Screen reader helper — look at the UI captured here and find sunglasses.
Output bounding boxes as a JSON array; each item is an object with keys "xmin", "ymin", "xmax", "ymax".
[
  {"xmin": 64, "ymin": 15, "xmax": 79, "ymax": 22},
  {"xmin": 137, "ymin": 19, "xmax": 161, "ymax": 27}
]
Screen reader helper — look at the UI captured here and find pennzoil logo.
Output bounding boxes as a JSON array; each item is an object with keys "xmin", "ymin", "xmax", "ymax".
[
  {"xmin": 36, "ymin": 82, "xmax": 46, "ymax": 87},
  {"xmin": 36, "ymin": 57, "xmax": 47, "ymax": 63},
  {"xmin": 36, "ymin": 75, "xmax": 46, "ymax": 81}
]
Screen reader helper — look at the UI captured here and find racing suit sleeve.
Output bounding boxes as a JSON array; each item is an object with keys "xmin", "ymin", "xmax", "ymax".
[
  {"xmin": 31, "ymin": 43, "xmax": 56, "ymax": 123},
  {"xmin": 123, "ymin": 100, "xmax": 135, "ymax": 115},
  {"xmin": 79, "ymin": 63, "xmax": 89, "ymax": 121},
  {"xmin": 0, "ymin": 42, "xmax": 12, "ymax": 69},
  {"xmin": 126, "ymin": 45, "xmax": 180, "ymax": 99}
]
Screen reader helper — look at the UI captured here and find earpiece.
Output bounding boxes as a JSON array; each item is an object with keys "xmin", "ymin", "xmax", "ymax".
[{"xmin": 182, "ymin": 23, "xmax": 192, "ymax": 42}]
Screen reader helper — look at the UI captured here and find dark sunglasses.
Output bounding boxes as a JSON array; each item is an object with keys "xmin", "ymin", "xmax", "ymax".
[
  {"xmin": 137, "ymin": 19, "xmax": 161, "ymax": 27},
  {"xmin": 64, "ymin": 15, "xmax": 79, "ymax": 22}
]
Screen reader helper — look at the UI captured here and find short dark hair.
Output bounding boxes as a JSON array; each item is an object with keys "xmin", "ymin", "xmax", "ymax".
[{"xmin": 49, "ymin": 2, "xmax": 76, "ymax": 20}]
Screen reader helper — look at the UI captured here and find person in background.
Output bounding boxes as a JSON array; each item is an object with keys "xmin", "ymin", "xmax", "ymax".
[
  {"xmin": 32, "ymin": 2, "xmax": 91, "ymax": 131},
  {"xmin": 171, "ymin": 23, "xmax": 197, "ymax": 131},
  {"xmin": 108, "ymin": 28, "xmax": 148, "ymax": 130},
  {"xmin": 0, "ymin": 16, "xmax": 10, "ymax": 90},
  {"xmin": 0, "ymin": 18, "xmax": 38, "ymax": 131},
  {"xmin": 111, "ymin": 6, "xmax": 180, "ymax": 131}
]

——————

Rewrite all of the records above, putting "Accessibility assistant" in place of each occurrence of "Screen reader helper" and keeping everything else the same.

Reply -
Accessibility assistant — look at the UI captured here and find sunglasses.
Output bounding boxes as a JSON array; each item is an object with keys "xmin", "ymin", "xmax", "ymax".
[
  {"xmin": 64, "ymin": 15, "xmax": 79, "ymax": 22},
  {"xmin": 137, "ymin": 19, "xmax": 161, "ymax": 27}
]
Accessibility assistant — look at the UI captured here and find pennzoil logo.
Output bounding boxes as a JSON array; each item is an object with keys "xmin", "ymin", "xmax", "ymax".
[
  {"xmin": 36, "ymin": 82, "xmax": 46, "ymax": 87},
  {"xmin": 36, "ymin": 57, "xmax": 47, "ymax": 63},
  {"xmin": 36, "ymin": 75, "xmax": 46, "ymax": 81}
]
Accessibility assistant — look at the UI captured here and find racing suit sleeve.
Output bounding boxes as a JSON array; each item is an object with keys "xmin", "ymin", "xmax", "ymax".
[
  {"xmin": 31, "ymin": 43, "xmax": 56, "ymax": 123},
  {"xmin": 123, "ymin": 100, "xmax": 135, "ymax": 115},
  {"xmin": 79, "ymin": 63, "xmax": 89, "ymax": 121},
  {"xmin": 0, "ymin": 42, "xmax": 12, "ymax": 69},
  {"xmin": 126, "ymin": 45, "xmax": 180, "ymax": 99}
]
Accessibility assistant — look at the UI captured here and find earpiece.
Output bounding boxes as a JSON array; each item is an object with keys "xmin", "ymin", "xmax", "ymax".
[{"xmin": 182, "ymin": 23, "xmax": 192, "ymax": 42}]
Accessibility assistant — look at the UI captured here and find dark sunglasses.
Output bounding boxes as a JSON array; each item is an object with keys "xmin", "ymin", "xmax", "ymax".
[
  {"xmin": 137, "ymin": 19, "xmax": 161, "ymax": 27},
  {"xmin": 64, "ymin": 15, "xmax": 79, "ymax": 22}
]
Accessibility assistant — look at the UI captured here and find short dark hair.
Output bounding boxes as a JSON array; each item is an object with keys "xmin", "ymin", "xmax", "ymax".
[{"xmin": 49, "ymin": 2, "xmax": 76, "ymax": 20}]
Accessibility assistant — look at the UI captured here and find person in background.
Output bounding boxes as a JSON array; each item is an object with keys "xmin", "ymin", "xmax", "ymax".
[
  {"xmin": 32, "ymin": 2, "xmax": 91, "ymax": 131},
  {"xmin": 171, "ymin": 23, "xmax": 197, "ymax": 131},
  {"xmin": 108, "ymin": 28, "xmax": 148, "ymax": 130},
  {"xmin": 0, "ymin": 16, "xmax": 10, "ymax": 90},
  {"xmin": 0, "ymin": 18, "xmax": 38, "ymax": 131},
  {"xmin": 111, "ymin": 6, "xmax": 180, "ymax": 131}
]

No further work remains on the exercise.